Document:
- - -
Skip site navigation (1)Skip section navigation (2)
Date:      Mon, 21 May 2012 10:54:54 +0800
From:      David Xu <listlog2011@gmail.com>
To:        Konstantin Belousov <kostikbel@gmail.com>
Cc:        Alberto Villa <avilla@freebsd.org>, Gustau P?rez i Querol <gperez@entel.upc.edu>, davidxu@freebsd.org, FreeBSD current <freebsd-current@freebsd.org>
Subject:   Re: RFC: jemalloc: qdbus sigsegv in malloc_init
Message-ID:  <4FB9AE7E.6090109@gmail.com>
In-Reply-To: <20120520172419.GQ2358@deviant.kiev.zoral.com.ua>
References:  <4F9E9E06.4070004@entel.upc.edu> <4FB88925.4070008@gmail.com> <CAJp7RHaOkEzyfD5e6pLMSBxvCBYCn9BWv=9BWu0CYsQHzGyFdg@mail.gmail.com> <20120520172419.GQ2358@deviant.kiev.zoral.com.ua>

next in thread | previous in thread | raw e-mail | index | archive | help
On 2012/5/21 1:24, Konstantin Belousov wrote:
> On Sun, May 20, 2012 at 06:42:35PM +0200, Alberto Villa wrote:
>> On Sun, May 20, 2012 at 8:03 AM, David Xu<listlog2011@gmail.com>  wrote:
>>> qdbus segfaults on my machine too, I tracked it down, and found the problem
>>> is in QT,
>>> it deleted current_thread_data_key,  but it still uses it in some cxa hooks,
>>>   I  applied the
>>> following patch,  and it works fine.
>> Thanks for the analysis David!
>>
>>> I think the bug depends on linking order in QT library ? if the
>>> qthread_unix.cpp is linked
>>> as lastest module, the key will be deleted after all cxa hooks run, then it
>>> will be fine,
>>> otherwise, it would crash.
- - -
(Data items)
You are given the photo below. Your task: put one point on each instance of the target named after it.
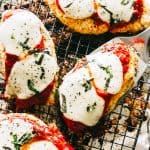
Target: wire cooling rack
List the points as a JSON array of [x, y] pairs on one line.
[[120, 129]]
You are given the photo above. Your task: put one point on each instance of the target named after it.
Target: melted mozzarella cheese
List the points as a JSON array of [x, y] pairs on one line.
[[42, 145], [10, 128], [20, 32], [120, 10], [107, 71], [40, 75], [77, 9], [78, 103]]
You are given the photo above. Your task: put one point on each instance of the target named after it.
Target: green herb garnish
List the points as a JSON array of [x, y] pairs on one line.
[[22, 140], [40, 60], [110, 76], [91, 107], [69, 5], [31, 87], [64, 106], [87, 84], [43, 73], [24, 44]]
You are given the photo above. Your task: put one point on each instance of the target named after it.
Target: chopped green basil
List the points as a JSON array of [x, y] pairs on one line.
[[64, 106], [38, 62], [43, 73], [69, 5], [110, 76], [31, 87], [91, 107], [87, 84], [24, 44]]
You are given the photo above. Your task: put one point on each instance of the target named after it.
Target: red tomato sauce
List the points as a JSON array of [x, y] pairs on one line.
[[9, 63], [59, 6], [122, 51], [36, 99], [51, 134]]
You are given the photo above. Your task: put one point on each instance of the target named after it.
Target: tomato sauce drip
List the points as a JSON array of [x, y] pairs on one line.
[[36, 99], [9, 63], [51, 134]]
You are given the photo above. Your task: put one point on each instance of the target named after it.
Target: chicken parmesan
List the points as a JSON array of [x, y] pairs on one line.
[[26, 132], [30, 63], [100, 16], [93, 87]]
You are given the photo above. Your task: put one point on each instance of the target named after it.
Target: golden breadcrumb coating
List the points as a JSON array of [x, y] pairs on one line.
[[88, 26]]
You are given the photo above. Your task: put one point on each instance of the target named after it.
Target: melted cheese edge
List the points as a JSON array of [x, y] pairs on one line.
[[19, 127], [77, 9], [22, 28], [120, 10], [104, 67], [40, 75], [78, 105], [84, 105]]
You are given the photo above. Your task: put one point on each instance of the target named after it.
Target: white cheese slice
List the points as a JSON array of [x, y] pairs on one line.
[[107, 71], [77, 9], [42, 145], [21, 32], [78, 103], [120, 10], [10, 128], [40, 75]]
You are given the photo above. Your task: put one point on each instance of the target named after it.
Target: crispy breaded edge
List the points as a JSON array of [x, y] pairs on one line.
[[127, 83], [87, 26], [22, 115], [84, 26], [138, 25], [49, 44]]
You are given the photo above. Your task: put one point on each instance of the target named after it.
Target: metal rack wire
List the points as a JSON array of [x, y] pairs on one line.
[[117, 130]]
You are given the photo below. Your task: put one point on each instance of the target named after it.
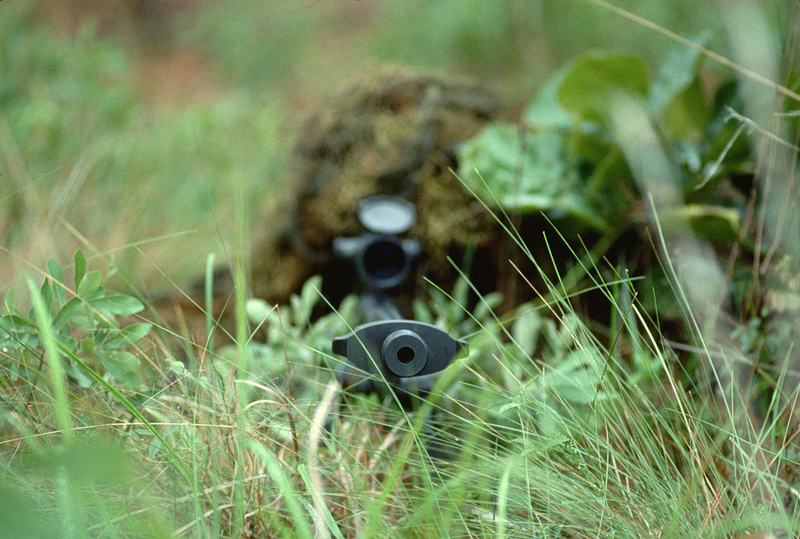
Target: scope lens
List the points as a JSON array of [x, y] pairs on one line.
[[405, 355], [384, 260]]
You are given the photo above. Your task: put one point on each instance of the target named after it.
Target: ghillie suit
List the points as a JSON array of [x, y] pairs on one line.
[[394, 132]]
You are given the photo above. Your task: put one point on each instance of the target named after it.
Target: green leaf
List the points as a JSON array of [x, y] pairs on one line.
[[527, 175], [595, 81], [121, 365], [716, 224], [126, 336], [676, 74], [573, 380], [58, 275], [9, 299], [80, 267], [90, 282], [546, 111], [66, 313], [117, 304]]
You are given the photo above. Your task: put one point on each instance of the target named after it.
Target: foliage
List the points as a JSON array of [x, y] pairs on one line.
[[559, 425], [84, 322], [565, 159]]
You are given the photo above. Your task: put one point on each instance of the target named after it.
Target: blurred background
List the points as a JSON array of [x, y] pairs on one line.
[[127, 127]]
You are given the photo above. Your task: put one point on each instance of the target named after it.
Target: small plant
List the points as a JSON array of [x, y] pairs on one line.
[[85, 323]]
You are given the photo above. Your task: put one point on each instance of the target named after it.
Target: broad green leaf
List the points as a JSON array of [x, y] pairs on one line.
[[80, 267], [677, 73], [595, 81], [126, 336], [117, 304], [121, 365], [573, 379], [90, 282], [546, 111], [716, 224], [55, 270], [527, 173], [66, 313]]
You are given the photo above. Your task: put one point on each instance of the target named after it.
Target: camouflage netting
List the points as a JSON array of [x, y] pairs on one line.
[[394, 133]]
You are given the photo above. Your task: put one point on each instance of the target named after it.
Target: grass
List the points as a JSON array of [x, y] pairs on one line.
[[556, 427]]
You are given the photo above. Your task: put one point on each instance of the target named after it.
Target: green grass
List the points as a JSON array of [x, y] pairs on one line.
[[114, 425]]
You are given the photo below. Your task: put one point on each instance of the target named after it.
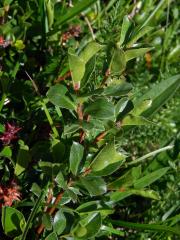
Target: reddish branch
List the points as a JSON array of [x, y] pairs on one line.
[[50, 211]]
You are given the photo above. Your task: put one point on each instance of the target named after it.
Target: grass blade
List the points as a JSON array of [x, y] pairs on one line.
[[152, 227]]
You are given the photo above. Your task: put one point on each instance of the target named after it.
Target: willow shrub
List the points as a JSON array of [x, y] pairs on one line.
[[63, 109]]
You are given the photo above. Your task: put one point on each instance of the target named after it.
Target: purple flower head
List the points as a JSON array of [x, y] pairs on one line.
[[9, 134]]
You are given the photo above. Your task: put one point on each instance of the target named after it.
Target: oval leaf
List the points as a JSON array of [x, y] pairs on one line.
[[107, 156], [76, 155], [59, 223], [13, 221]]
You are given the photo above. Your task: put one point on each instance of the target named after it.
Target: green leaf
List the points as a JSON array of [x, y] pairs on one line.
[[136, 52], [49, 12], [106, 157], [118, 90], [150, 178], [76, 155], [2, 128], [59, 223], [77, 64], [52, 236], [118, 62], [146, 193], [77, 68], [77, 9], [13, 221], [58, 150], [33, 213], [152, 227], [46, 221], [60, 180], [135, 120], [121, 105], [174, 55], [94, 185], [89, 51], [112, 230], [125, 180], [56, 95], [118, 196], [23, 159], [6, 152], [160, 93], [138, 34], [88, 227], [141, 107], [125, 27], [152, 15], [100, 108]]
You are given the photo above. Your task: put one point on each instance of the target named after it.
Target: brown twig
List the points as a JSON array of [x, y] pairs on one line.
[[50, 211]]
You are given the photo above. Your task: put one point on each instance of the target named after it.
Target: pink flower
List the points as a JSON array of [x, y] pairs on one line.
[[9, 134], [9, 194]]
- - -
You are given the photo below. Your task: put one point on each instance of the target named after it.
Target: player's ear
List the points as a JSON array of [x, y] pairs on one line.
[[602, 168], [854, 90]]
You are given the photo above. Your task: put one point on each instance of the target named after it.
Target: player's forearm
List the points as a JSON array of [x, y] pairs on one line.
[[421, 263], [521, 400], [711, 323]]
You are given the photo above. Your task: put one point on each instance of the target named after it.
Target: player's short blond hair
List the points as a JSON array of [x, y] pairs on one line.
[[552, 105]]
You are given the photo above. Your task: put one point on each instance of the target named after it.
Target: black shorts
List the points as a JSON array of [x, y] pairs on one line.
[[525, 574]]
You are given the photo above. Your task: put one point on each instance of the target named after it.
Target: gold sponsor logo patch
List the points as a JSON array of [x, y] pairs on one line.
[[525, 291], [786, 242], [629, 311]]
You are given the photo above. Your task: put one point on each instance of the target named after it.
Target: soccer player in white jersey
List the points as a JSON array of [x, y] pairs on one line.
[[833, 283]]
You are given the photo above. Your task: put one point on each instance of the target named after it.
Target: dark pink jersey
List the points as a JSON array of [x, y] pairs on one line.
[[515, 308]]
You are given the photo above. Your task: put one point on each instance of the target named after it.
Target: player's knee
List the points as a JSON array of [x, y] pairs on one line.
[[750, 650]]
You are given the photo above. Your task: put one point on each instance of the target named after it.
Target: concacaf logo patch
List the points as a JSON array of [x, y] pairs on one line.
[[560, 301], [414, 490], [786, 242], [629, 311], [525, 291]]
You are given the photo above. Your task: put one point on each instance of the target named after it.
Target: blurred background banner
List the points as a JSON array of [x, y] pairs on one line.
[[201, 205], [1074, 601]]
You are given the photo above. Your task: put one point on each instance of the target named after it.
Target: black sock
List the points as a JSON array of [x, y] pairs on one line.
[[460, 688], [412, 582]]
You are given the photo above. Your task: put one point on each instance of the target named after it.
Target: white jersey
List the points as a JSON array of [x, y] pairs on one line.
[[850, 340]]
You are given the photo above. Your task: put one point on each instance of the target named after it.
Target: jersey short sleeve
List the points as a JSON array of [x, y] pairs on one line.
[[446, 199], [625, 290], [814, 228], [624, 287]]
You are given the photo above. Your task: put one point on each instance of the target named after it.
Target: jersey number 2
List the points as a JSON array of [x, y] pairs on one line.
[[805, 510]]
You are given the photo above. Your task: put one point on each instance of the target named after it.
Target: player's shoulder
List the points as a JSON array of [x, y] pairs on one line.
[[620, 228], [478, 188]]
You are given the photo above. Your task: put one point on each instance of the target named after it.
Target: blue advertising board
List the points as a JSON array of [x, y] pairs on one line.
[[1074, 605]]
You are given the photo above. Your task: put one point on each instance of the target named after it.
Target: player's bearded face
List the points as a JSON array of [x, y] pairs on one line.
- - -
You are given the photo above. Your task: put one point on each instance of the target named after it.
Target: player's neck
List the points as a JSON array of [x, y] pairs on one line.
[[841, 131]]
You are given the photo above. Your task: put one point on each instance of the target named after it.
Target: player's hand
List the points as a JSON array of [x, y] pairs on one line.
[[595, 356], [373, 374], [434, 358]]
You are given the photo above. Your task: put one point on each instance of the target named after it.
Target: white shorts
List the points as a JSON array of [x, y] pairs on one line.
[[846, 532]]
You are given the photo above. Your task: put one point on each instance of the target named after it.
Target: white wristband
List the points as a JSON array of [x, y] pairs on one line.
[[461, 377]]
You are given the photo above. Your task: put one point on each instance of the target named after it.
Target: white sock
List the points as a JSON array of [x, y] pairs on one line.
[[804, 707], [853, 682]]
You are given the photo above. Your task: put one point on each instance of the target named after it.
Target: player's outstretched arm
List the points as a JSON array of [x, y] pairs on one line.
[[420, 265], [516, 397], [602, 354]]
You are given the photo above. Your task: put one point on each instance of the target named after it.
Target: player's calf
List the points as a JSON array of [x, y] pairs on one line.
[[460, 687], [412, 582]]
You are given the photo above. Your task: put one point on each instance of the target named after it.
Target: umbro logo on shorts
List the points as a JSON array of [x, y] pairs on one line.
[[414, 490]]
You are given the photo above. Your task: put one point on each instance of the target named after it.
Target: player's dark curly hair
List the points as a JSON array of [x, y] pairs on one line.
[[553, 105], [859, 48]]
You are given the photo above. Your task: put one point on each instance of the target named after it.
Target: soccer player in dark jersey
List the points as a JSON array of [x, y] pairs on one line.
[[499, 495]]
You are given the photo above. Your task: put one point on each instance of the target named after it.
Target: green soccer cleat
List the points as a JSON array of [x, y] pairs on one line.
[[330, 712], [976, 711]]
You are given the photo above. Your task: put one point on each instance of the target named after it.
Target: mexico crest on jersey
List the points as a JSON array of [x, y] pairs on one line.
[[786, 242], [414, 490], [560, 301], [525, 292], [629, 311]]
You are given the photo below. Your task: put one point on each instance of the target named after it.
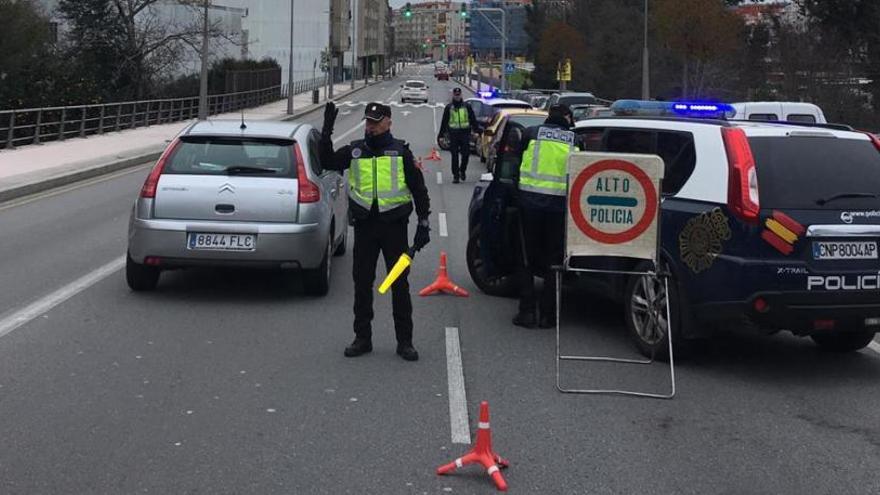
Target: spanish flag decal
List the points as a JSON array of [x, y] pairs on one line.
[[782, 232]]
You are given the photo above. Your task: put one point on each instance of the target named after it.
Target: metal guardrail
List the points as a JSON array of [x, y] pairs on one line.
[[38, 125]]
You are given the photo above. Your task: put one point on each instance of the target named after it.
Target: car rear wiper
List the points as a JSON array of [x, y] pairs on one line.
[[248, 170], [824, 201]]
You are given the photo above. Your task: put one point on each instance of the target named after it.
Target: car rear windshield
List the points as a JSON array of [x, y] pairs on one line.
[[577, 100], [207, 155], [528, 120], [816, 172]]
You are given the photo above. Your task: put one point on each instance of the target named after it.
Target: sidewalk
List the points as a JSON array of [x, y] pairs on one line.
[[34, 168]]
- - -
Problem description:
Reproduce the part of the mailing list message starting at "next in thread" and ending at "the analysis David!". Work only from the mailing list message.

Exercise solution:
next in thread | previous in thread | raw e-mail | index | archive | help
On 2012/5/21 1:24, Konstantin Belousov wrote:
> On Sun, May 20, 2012 at 06:42:35PM +0200, Alberto Villa wrote:
>> On Sun, May 20, 2012 at 8:03 AM, David Xu<listlog2011@gmail.com>  wrote:
>>> qdbus segfaults on my machine too, I tracked it down, and found the problem
>>> is in QT,
>>> it deleted current_thread_data_key,  but it still uses it in some cxa hooks,
>>>   I  applied the
>>> following patch,  and it works fine.
>> Thanks for the analysis David!